Dataset records

○ ○ ○ ○ ○ ○ ○

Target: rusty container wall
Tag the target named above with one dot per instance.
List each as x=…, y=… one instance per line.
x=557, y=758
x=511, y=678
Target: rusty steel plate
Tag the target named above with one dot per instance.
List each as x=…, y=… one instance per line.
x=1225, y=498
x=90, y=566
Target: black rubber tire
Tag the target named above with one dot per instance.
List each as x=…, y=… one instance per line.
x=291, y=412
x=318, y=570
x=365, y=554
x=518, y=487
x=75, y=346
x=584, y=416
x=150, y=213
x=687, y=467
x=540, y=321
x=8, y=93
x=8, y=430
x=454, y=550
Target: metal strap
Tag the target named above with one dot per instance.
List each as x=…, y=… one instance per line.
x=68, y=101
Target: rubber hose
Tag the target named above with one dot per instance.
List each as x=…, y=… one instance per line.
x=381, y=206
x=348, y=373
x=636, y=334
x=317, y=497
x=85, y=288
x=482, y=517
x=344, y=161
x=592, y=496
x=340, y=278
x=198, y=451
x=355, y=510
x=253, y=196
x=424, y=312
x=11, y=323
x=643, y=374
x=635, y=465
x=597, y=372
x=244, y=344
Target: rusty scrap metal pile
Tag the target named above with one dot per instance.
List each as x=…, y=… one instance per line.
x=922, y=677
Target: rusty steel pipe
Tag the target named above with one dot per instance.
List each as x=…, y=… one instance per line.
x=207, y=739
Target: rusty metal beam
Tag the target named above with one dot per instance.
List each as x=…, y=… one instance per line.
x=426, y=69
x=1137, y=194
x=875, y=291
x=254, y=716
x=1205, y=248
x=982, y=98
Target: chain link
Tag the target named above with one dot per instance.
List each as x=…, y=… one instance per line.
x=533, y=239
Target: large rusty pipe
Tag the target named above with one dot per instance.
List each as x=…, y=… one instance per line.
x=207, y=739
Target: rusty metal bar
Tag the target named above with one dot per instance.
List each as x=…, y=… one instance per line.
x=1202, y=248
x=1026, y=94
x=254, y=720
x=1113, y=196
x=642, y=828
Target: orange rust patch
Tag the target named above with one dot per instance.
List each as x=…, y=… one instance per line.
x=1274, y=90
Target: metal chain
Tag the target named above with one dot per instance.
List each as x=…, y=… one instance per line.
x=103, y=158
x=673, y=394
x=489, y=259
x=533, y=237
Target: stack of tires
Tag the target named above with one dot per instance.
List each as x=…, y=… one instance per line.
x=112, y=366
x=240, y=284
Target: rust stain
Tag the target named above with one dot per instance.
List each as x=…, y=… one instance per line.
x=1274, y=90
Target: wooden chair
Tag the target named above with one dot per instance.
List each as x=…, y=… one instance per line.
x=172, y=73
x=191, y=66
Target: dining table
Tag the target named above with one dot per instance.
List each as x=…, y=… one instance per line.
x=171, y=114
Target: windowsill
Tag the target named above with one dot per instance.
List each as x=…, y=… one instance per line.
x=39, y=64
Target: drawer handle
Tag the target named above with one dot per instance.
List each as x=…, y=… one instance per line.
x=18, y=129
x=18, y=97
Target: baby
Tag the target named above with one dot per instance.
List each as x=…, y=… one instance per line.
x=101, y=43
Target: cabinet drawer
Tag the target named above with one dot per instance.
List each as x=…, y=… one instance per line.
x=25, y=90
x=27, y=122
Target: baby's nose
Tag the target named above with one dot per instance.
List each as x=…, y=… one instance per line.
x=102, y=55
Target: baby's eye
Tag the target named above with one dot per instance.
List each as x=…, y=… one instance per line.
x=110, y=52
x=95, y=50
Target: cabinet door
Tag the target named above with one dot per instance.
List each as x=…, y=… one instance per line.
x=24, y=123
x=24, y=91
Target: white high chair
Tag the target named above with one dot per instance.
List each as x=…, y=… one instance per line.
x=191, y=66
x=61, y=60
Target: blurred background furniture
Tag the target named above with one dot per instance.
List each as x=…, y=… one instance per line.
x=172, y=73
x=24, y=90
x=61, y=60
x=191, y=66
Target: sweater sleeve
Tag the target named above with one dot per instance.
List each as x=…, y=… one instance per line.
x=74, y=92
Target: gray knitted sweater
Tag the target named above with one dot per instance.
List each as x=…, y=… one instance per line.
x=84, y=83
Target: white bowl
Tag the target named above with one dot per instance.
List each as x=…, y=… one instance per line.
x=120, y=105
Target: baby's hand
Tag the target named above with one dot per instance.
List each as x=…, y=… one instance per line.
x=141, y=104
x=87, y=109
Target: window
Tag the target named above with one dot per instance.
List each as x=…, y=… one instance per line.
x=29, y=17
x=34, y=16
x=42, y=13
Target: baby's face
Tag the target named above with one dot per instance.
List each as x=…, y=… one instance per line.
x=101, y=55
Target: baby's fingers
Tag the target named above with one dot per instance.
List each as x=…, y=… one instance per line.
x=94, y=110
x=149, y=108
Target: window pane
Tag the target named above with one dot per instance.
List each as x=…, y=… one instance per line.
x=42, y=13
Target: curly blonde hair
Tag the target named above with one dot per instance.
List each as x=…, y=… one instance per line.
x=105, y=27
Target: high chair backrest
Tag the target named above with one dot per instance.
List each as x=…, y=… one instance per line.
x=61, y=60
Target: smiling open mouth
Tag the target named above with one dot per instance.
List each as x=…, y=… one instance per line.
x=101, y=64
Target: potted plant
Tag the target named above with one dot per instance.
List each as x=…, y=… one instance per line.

○ ○ ○ ○ ○ ○ ○

Stated task.
Please present all of the material above as a numbered list, leaving out any blank lines.

Task result.
1. Target: rusty container wall
2. Tag the target named above with one dot per instance.
3. List each as x=…, y=… one instance per line.
4. x=557, y=758
5. x=511, y=678
6. Target: rusty steel plate
7. Tag the target named above with one dot per instance.
8. List each as x=…, y=… one instance per line.
9. x=1225, y=498
10. x=90, y=566
11. Target: black rubber tire
12. Tag the target named above with one dot per instance.
13. List each as x=…, y=… one instance per line.
14. x=291, y=412
15. x=318, y=570
16. x=365, y=554
17. x=518, y=487
18. x=75, y=346
19. x=584, y=416
20. x=150, y=213
21. x=687, y=467
22. x=540, y=321
23. x=8, y=93
24. x=8, y=430
25. x=454, y=550
26. Target: metal strap
27. Tag the target named above with one dot per instance.
28. List each as x=…, y=… one instance per line.
29. x=68, y=101
30. Target: rubber hose
31. Tag the target named above with one dot per instance.
32. List each as x=…, y=… one instance per line.
33. x=381, y=206
34. x=348, y=373
35. x=636, y=334
36. x=317, y=497
37. x=85, y=288
38. x=482, y=517
39. x=344, y=161
40. x=592, y=496
41. x=340, y=278
42. x=198, y=451
43. x=355, y=510
44. x=253, y=196
45. x=424, y=312
46. x=11, y=323
47. x=643, y=374
48. x=635, y=465
49. x=597, y=372
50. x=244, y=344
51. Target: rusty scrap metal pile
52. Tag the target named above with one dot per instance.
53. List each as x=…, y=… one instance per line.
54. x=922, y=677
55. Target: rusty steel pipe
56. Tag the target named above with one dot per instance.
57. List each as x=…, y=… one instance per line.
58. x=207, y=739
59. Target: rusty metal beam
60. Tag the target named above with one dot per instance.
61. List each as x=…, y=… one instance per line.
62. x=426, y=69
63. x=1137, y=194
64. x=875, y=291
65. x=254, y=716
66. x=1205, y=248
67. x=982, y=98
68. Target: chain link
69. Tag the target named above with one dot per instance.
70. List each as x=…, y=… one instance per line.
71. x=533, y=239
72. Target: large rusty pipe
73. Tag the target named above with one dot per instance.
74. List each as x=…, y=… one instance per line.
75. x=207, y=739
76. Target: rusty metal bar
77. Tag the target named above with one dot per instance.
78. List each as x=…, y=… one instance per line.
79. x=1202, y=248
80. x=1026, y=94
81. x=254, y=720
82. x=1113, y=196
83. x=642, y=828
84. Target: orange rust patch
85. Tag the target named above with one dot per instance.
86. List each as x=…, y=… one instance per line.
87. x=1274, y=90
88. Target: metal chain
89. Tag the target named above with one dot per instance.
90. List each as x=…, y=… one instance per line.
91. x=103, y=158
92. x=673, y=394
93. x=489, y=259
94. x=533, y=237
95. Target: stack of tires
96. Tag the target named above with one dot per instance.
97. List each as x=…, y=… one instance per line.
98. x=112, y=366
99. x=240, y=284
100. Target: rust stain
101. Tag the target named above with one dot per instance.
102. List each as x=…, y=… one instance per line.
103. x=1274, y=90
104. Target: wooden chair
105. Tag the target named above with one dot per instance.
106. List each as x=…, y=… one instance per line.
107. x=172, y=73
108. x=191, y=66
109. Target: dining table
110. Tag the target named above with one dot per instance.
111. List each as x=…, y=… one instance per line.
112. x=171, y=114
113. Target: windowsill
114. Tag the target named above with one dot per instance.
115. List each as x=…, y=… one instance per line.
116. x=39, y=64
117. Target: drawer handle
118. Tag the target named above with one dot per instance.
119. List each as x=…, y=… one instance per line.
120. x=18, y=129
121. x=18, y=97
122. Target: baby
123. Tag the target named above with one dot per instance.
124. List each as x=…, y=… one instance per line.
125. x=101, y=43
126. Target: cabinet drawer
127. Tag the target named above with one dot per instance.
128. List each as x=…, y=… one instance per line.
129. x=25, y=90
130. x=27, y=122
131. Target: baby's nose
132. Tag the target named above with one dot per instance.
133. List each as x=…, y=… one instance per line.
134. x=102, y=55
135. Target: baby's eye
136. Tag the target named above with one dot per instance.
137. List each as x=…, y=… one instance per line.
138. x=110, y=52
139. x=95, y=50
140. Target: cabinet door
141. Tag the target named above with one dot per instance.
142. List each as x=…, y=… one instance per line.
143. x=24, y=123
144. x=24, y=91
145. Target: white high chair
146. Tag the target named above with one dot per instance.
147. List each as x=…, y=… one instance per line.
148. x=191, y=66
149. x=61, y=60
150. Target: blurred background furniture
151. Tag the target named above with one dot per instance.
152. List each as x=…, y=… one instance per line.
153. x=172, y=73
154. x=24, y=90
155. x=61, y=60
156. x=191, y=66
157. Target: sweater sleeve
158. Tag the target named above with one dot per instance.
159. List each as x=…, y=… one instance per line.
160. x=74, y=92
161. Target: gray knitted sweater
162. Tag the target named above with one dot per instance.
163. List each as x=…, y=… one instance per line.
164. x=84, y=83
165. Target: white bowl
166. Tag the target named above with one dot per instance.
167. List each as x=…, y=… one instance per line.
168. x=120, y=105
169. Target: baby's hand
170. Tag the target named above with one dot per instance.
171. List each as x=…, y=… one instance per line.
172. x=141, y=104
173. x=87, y=109
174. Target: window
175. Tag the target named above with one dot per instance.
176. List each as x=…, y=… one instance per line.
177. x=29, y=17
178. x=34, y=16
179. x=42, y=13
180. Target: baby's face
181. Tag the target named above with one dot per instance.
182. List each as x=…, y=… one instance per line.
183. x=101, y=55
184. Target: baby's fingers
185. Tag the target named above with one dot per instance.
186. List each as x=…, y=… one instance per line.
187. x=94, y=110
188. x=149, y=108
189. Target: window pane
190. Tag the target named above with one dot per instance.
191. List each as x=…, y=… one instance per line.
192. x=42, y=13
193. Target: curly blonde hair
194. Tag the target named above with one dot per instance.
195. List each as x=…, y=… one instance per line.
196. x=105, y=27
197. Target: high chair backrest
198. Tag the target named above with one dot per instance.
199. List each as x=…, y=… one instance per line.
200. x=61, y=60
201. Target: smiling open mouth
202. Tag the target named above with one dot per instance.
203. List each as x=…, y=… one instance per line.
204. x=101, y=64
205. Target: potted plant
206. Tag the target named above with one dot per instance.
207. List each as x=…, y=… one instance per line.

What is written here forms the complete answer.